[Extract]
-------------------------

This project can be exhibited as a set of prints that explore different aspects (both qualitative and quantitative) of mathematical approximation theory, together with videos that compare different reconstructions. The number of prints and videos can be adjusted to take into account venue and equipment constraints.

One of the strengths of this project is the close connection between art, mathematics, and philosophy.

The philosophical aspects have to do with aesthetics. Philosopher Richard Wollheim claims that the experience of seeing a representational image, such as a painting, requires or invites a “twofoldness of attention”(1)(2)(3)(4). The viewer must attend to:

1. The design properties of the physical medium or support (configurational fold), and
2. The scene or content represented (recognitional fold) by means of those properties.

These two folds are aspects of a single experience, which characterizes representational painting. We see the design properties as responsible for the appearance of the scene depicted. In other words, the recognitional fold is experienced as dependent on the configurational fold.

In some works of visual art, however, attention is devoted mainly to the scene rather than to the manner in which the scene is depicted. The recognitional fold then gains primacy over the configurational fold. For example, the ideal of perspective painting as a transparent window onto the world expresses the primacy of the recognitional over the configurational. In its most extreme version, for instance in photorealist painting, the medium becomes transparent and we see the scene through it. Other artists, however, emphasize the role of the medium. Impressionist and cubist painting can be viewed in this light. Chinese ink painting also highlights the configurational properties of the medium. In this case, we see the scene in, rather than through, the medium.

This distinction between seeing-through and seeing-in provides an important motivation for Approximation Theory.

The quantitative aspects of approximation determine the relationship between the configurational and recognitional folds in the reconstruction of an image. As the size of the chosen basis increases, the image becomes more and more immediately recognizable. The element of seeing-through eventually takes over and we perceive the scene rather than the medium. If the size of the basis becomes very large, then the qualitative character of the dictionary becomes irrelevant and all reconstructions tend to look alike, regardless of the dictionary used.

-------------------------

[Pointing records]
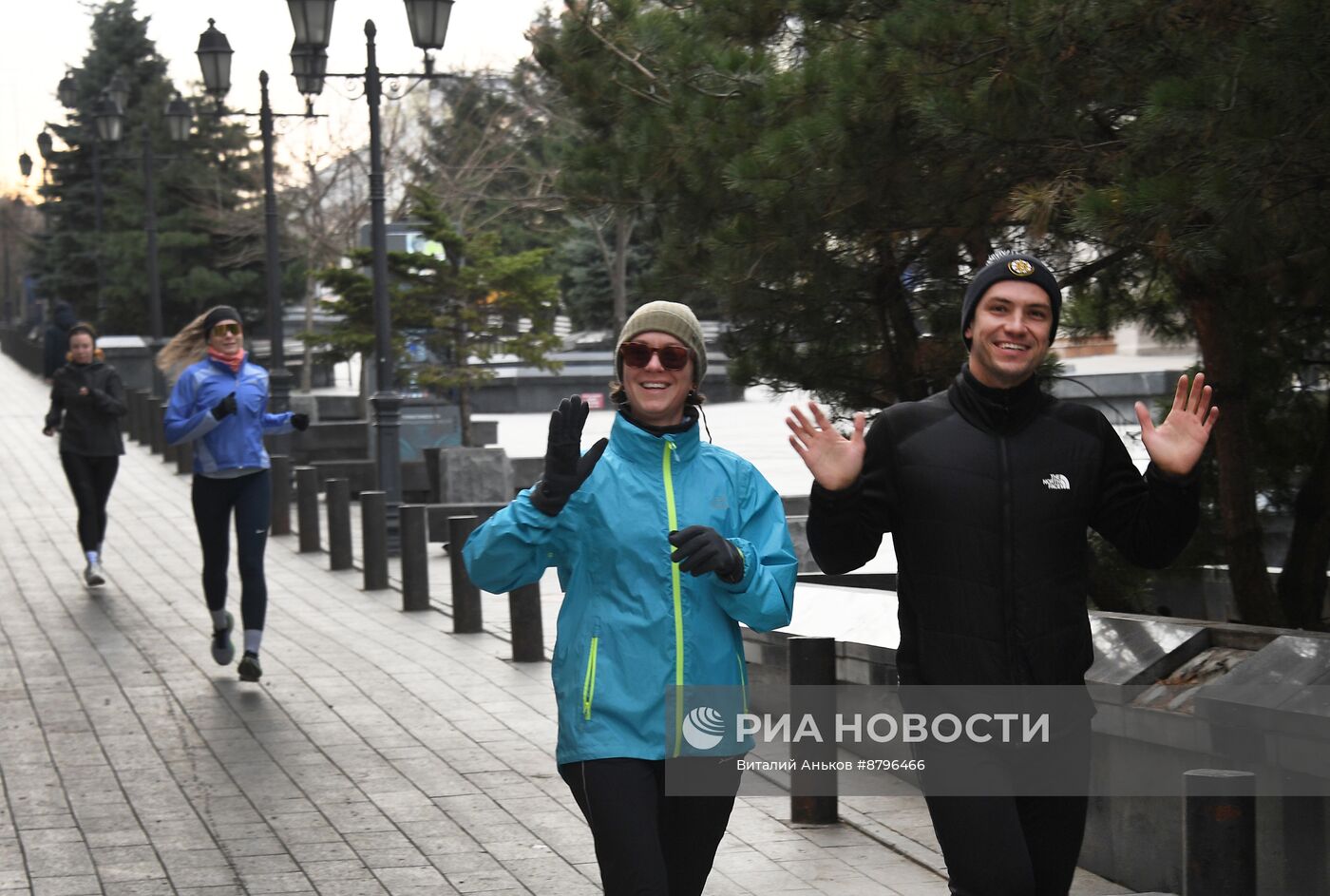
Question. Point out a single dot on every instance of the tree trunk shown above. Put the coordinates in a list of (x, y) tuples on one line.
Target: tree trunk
[(308, 366), (618, 273), (1233, 447), (465, 415), (1302, 583)]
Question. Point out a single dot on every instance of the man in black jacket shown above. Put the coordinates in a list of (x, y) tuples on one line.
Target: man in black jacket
[(988, 489)]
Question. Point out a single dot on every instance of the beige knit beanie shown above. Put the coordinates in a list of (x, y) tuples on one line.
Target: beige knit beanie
[(674, 318)]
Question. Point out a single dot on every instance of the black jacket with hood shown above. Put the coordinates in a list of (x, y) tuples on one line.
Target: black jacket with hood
[(90, 423), (988, 495)]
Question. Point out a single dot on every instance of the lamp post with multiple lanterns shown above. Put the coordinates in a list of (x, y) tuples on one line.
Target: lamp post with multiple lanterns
[(215, 60), (109, 116), (313, 23)]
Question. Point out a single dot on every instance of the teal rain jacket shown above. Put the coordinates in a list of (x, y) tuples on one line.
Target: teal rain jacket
[(632, 623)]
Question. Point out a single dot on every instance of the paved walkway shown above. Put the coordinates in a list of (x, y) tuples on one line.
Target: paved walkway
[(381, 753)]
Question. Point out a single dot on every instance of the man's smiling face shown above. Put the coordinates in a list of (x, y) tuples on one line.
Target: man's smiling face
[(1008, 333)]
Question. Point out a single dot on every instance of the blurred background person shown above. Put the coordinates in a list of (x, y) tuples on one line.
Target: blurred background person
[(86, 402)]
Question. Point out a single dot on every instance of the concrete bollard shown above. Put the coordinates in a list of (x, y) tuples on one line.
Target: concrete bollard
[(132, 427), (142, 432), (339, 523), (528, 637), (157, 435), (466, 596), (431, 469), (374, 537), (308, 508), (168, 452), (813, 792), (185, 457), (281, 495), (415, 560), (1219, 833)]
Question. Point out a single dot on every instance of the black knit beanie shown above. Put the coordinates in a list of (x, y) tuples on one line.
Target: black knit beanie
[(1011, 266), (218, 314)]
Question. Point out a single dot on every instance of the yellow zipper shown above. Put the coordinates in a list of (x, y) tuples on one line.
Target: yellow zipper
[(678, 602), (742, 679), (589, 681)]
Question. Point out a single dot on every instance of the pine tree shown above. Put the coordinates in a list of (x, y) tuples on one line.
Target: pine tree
[(200, 183)]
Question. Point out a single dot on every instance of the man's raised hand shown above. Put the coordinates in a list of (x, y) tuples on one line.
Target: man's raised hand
[(1176, 445), (834, 460)]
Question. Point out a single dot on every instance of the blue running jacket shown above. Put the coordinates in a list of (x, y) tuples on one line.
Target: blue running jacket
[(632, 623)]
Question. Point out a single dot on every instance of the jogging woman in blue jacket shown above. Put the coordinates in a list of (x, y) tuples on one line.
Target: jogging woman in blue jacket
[(664, 543), (219, 403)]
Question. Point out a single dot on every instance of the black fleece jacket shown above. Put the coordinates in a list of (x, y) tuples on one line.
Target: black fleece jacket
[(988, 495), (90, 422)]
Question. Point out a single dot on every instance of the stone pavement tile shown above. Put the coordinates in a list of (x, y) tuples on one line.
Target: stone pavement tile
[(423, 875), (203, 876), (338, 869), (741, 863), (483, 882), (454, 863), (262, 882), (69, 886), (371, 840), (156, 886), (376, 859), (241, 848), (310, 852), (930, 888), (549, 875), (822, 871), (352, 888)]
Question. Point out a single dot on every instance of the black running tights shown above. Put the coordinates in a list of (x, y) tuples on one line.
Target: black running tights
[(252, 499), (648, 843), (90, 480)]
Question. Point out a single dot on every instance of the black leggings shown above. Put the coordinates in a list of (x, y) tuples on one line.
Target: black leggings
[(252, 499), (648, 843), (1017, 845), (90, 480)]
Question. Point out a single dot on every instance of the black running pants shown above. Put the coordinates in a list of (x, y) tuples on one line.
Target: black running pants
[(648, 843), (250, 497), (90, 480)]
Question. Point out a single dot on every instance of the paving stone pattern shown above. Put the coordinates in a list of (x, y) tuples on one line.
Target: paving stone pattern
[(381, 753)]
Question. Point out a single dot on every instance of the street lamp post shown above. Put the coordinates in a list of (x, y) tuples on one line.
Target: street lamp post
[(428, 20), (110, 128), (215, 60)]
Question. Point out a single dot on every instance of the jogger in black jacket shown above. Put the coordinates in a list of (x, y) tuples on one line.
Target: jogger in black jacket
[(86, 402), (988, 489)]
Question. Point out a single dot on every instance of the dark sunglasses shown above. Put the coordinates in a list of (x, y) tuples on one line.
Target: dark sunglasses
[(638, 353)]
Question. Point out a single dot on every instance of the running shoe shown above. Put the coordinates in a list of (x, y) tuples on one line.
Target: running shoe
[(249, 668), (223, 652)]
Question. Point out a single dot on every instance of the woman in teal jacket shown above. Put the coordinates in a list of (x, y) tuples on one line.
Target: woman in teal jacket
[(664, 543)]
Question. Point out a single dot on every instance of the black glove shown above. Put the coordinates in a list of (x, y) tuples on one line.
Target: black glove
[(225, 407), (702, 549), (565, 467)]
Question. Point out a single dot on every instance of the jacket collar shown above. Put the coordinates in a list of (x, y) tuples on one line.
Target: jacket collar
[(631, 442), (1000, 411)]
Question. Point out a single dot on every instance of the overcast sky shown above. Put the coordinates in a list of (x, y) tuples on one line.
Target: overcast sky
[(42, 37)]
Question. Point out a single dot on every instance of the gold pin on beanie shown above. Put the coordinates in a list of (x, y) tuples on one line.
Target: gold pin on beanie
[(674, 318)]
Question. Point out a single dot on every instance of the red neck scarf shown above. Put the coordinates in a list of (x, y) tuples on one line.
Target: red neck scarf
[(230, 360)]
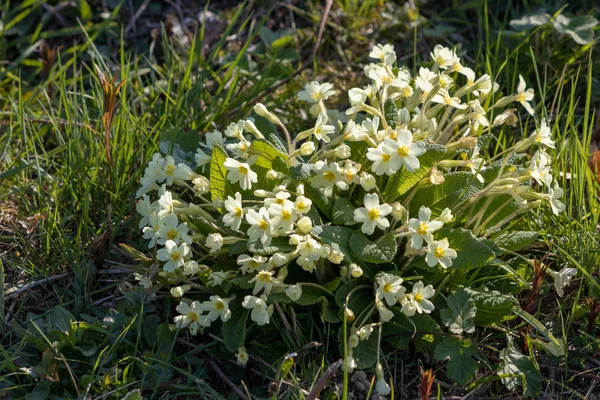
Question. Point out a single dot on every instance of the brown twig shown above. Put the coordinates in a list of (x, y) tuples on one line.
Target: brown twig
[(227, 381), (320, 385)]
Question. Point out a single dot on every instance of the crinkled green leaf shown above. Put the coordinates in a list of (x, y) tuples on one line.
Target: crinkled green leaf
[(234, 329), (343, 211), (381, 251), (278, 244), (458, 317), (461, 365), (402, 181), (493, 307), (519, 370), (516, 240)]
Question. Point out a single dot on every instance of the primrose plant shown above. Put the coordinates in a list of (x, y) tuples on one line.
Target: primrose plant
[(380, 214)]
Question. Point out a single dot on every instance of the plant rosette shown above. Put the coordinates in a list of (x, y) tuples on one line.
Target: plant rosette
[(368, 212)]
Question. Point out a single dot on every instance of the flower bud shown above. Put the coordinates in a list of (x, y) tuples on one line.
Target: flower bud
[(261, 110), (307, 148), (335, 256), (348, 314), (367, 181), (305, 225), (343, 151), (293, 292), (355, 270), (353, 341), (399, 213)]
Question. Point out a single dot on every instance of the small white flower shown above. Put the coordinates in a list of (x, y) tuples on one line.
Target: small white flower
[(191, 316), (440, 252), (171, 229), (214, 242), (261, 313), (422, 228), (418, 300), (388, 287), (261, 226), (173, 255), (381, 386), (404, 152), (264, 280), (242, 356), (216, 278), (307, 148), (315, 92), (240, 172), (234, 217), (543, 135), (202, 158), (372, 214), (343, 151), (217, 307), (562, 279), (214, 138), (367, 181), (525, 96), (321, 129), (294, 292), (251, 264)]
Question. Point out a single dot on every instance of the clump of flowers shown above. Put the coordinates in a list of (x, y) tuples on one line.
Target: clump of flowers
[(367, 211)]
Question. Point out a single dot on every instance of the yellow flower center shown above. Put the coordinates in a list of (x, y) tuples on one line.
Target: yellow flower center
[(176, 255), (373, 214), (330, 176), (402, 151), (439, 252)]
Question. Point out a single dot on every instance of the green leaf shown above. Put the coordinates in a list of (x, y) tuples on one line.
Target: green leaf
[(62, 319), (421, 328), (381, 251), (323, 203), (39, 392), (458, 317), (277, 244), (234, 329), (580, 28), (365, 354), (135, 394), (518, 369), (391, 113), (493, 307), (456, 186), (402, 181), (514, 241), (266, 153), (471, 251), (461, 365), (219, 185), (343, 211)]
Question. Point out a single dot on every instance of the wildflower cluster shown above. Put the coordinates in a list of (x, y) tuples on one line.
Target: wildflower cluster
[(381, 199)]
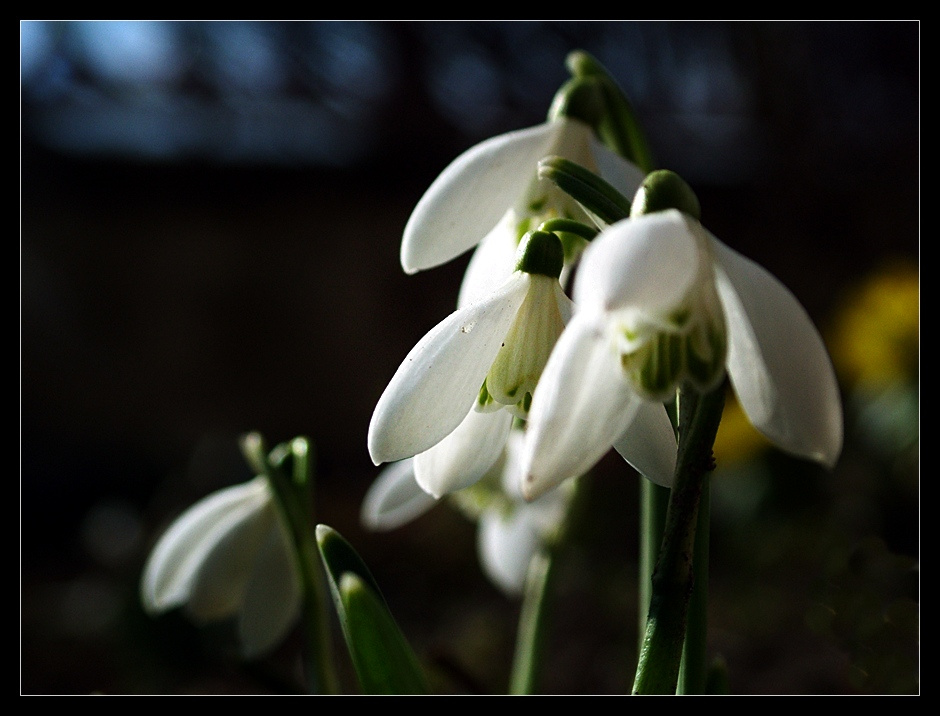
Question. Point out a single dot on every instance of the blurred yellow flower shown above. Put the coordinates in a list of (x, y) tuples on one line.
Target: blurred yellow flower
[(876, 339)]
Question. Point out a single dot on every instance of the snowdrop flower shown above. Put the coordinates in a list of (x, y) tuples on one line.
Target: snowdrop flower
[(491, 195), (661, 301), (452, 400), (510, 530), (228, 556)]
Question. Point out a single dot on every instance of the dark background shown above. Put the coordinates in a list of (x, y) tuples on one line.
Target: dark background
[(209, 233)]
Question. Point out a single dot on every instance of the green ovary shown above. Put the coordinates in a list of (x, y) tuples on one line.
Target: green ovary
[(519, 363)]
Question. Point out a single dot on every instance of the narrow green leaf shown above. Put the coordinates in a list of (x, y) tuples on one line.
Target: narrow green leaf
[(384, 661), (599, 199)]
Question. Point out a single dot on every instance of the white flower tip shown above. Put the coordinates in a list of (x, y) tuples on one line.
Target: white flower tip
[(532, 487)]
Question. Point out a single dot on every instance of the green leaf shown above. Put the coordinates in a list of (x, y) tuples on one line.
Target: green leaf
[(603, 203), (384, 661)]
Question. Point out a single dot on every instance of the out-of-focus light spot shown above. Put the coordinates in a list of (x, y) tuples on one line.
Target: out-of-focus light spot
[(128, 52), (466, 86), (357, 59), (88, 607), (245, 57), (35, 46), (111, 533)]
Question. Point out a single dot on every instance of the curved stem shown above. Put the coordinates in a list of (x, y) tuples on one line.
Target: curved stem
[(664, 639), (693, 673), (294, 499), (533, 620)]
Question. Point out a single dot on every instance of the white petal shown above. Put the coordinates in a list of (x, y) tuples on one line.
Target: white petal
[(506, 545), (272, 596), (491, 264), (218, 586), (429, 395), (180, 552), (464, 456), (648, 263), (777, 361), (582, 404), (649, 444), (472, 194), (395, 498), (624, 176)]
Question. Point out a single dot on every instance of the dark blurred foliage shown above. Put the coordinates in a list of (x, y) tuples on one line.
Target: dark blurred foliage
[(210, 218)]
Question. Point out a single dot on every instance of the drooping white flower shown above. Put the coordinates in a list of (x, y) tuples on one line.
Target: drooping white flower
[(491, 195), (509, 531), (660, 301), (452, 400), (228, 556)]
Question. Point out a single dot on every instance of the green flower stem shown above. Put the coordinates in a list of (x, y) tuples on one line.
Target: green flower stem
[(654, 501), (534, 615), (615, 123), (294, 499), (533, 621), (693, 673), (672, 581), (597, 196)]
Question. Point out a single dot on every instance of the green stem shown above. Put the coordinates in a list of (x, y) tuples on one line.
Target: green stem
[(654, 500), (294, 499), (693, 674), (664, 639), (533, 621)]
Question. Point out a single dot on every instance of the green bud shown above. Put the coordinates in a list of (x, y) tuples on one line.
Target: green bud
[(663, 190), (541, 252), (579, 98)]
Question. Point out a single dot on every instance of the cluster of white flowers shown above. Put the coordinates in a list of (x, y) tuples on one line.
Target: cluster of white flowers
[(658, 301)]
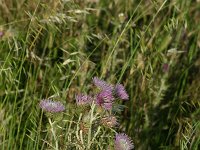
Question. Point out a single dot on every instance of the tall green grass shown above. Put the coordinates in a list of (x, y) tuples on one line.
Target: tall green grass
[(54, 49)]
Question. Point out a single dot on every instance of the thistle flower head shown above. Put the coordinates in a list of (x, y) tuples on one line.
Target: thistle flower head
[(121, 92), (103, 85), (1, 33), (165, 67), (123, 142), (109, 121), (105, 99), (82, 99), (51, 106)]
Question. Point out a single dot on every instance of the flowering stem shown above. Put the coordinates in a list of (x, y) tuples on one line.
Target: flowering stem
[(90, 125), (54, 133)]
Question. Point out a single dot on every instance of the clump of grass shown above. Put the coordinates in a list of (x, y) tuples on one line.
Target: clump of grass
[(92, 120), (53, 49)]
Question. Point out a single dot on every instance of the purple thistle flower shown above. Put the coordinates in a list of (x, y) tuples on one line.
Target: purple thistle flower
[(105, 99), (51, 106), (103, 85), (83, 99), (123, 142), (1, 33), (109, 121), (121, 92), (165, 67)]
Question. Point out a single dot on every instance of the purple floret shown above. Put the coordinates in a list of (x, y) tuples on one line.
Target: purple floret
[(103, 85), (82, 99), (51, 106), (105, 99), (121, 92), (123, 142)]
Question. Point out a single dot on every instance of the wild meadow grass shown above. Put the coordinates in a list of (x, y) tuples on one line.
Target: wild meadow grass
[(53, 50)]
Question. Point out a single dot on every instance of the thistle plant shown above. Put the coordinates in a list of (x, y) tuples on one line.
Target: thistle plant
[(97, 123)]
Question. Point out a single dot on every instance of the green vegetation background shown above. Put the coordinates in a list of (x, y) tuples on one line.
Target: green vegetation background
[(55, 47)]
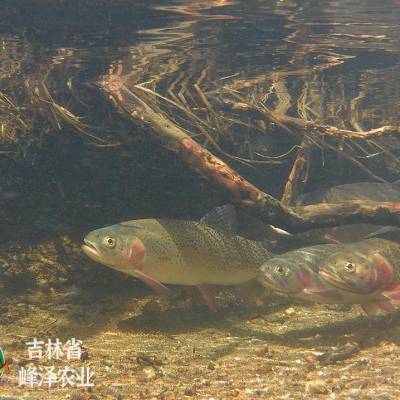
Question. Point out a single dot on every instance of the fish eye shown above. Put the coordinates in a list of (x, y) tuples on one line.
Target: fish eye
[(280, 269), (109, 242), (350, 267)]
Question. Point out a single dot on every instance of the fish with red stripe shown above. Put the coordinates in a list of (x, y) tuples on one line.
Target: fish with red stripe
[(369, 268)]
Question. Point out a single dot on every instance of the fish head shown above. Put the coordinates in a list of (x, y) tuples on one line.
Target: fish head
[(282, 276), (115, 246), (362, 273)]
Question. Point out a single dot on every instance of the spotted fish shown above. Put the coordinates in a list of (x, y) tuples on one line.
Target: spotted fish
[(168, 251)]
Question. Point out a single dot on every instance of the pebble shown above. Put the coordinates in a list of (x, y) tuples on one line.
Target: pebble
[(354, 393), (256, 392), (316, 387), (190, 391), (149, 373)]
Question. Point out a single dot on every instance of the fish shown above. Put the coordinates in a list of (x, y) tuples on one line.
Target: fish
[(4, 363), (368, 191), (362, 191), (369, 268), (180, 252), (295, 274)]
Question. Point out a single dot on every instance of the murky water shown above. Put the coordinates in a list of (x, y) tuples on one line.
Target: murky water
[(227, 73)]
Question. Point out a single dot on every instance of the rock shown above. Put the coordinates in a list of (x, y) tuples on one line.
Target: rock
[(316, 387)]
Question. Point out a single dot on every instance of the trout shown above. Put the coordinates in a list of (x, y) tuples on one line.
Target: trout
[(369, 268), (168, 251), (297, 274)]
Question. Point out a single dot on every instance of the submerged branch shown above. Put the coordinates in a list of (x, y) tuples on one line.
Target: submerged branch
[(242, 192)]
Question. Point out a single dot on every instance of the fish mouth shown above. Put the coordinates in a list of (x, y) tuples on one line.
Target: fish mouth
[(91, 250)]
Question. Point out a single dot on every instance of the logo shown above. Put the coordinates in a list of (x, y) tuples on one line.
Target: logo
[(3, 363)]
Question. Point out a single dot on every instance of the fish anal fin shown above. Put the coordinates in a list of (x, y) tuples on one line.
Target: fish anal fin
[(378, 308), (223, 219), (207, 296), (154, 284)]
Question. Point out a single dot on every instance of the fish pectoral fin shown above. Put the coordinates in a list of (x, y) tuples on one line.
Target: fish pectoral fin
[(207, 296), (223, 219), (378, 308), (393, 295), (154, 284)]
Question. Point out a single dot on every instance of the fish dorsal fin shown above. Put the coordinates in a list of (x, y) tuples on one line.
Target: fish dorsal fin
[(223, 219)]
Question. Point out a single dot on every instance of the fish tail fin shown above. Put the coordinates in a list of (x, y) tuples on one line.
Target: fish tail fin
[(6, 368)]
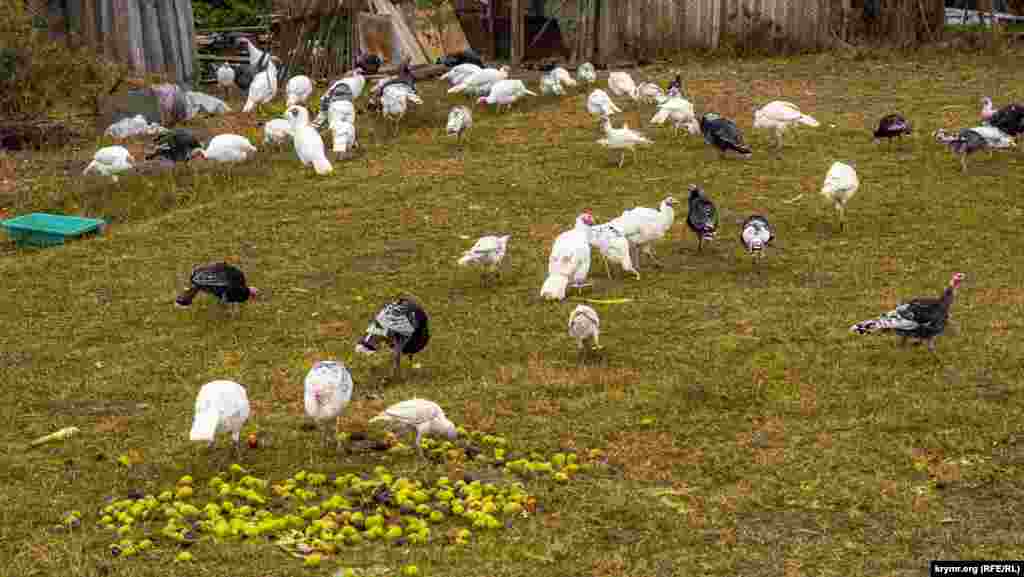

-------------------------

[Given exercise 1]
In the project description, which philosopher claims that seeing a representational image calls for a "twofoldness of attention"?
[Given exercise 2]
Return the part of the project description between "This project can" and "of those properties.", inclusive.
This data is separate from the project description.

[Worked answer 1]
Richard Wollheim

[Worked answer 2]
This project can be exhibited as a set of prints that explore different aspects (both qualitative and quantitative) of mathematical approximation theory, together with videos that compare different reconstructions. The number of prints and videos can be adjusted to take into account venue and equipment constraints.

One of the strengths of this project is the close connection between art, mathematics, and philosophy.

The philosophical aspects have to do with aesthetics. Philosopher Richard Wollheim claims that the experience of seeing a representational image, such as a painting, requires or invites a “twofoldness of attention”(1)(2)(3)(4). The viewer must attend to:

1. The design properties of the physical medium or support (configurational fold), and
2. The scene or content represented (recognitional fold) by means of those properties.